But other experts say that deep religious commitment doesn't necessarily lead to violence.

"Being more religious doesn't necessarily mean that they will become suicide bombers," says Ed Husain, a former radical Islamist who is now a Middle East expert at the Council on Foreign Relations in New York.

In fact, Husain argues that religious upbringing "could be an antidote" to radicalism.

American Muslim women who cover explain their choice

The people most likely to become Islamist radicals, he says, are those who were raised without a religious education and came to Islam later, as "born-agains."

Muslims raised with a grounding in their religion are better able to resist the distortions of Islam peddled by recruiters to radical causes, some experts like Husain argue, making them less likely to turn to violence.

But he agrees that Muslims are strongly attached to their faith, and says the reason lies in the religion itself.

"Muslims have this mindset that we alone possess the final truth," Husain says.

Muslims believe "Jews and Christians went before us and Mohammed was the last prophet," says Husain, whose book "The Islamist" chronicles his experiences with radicals. "Our prophet aimed to nullify the message of the previous prophets."

===============

**Task requirements:**
A) Translate this sentence from the article excerpt into Spanish: In fact, Husain argues that religious upbringing "could be an antidote" to radicalism.
B) Edit the article excerpt by rewriting the stretch from "Muslims raised with" through "turn to violence.", with "recruiters" replaced by "propagandists".
Base each response solely on the article excerpt above.

Recorded data:

===============

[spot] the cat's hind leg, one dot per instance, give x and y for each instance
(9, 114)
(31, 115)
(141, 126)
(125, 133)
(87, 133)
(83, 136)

===============

**Answers:**
A) De hecho, Husain sostiene que una educación religiosa "podría ser un antídoto" contra el radicalismo.

B)
Muslims raised with a grounding in their religion are better able to resist the distortions of Islam peddled by propagandists to radical causes, some experts like Husain argue, making them less likely to turn to violence.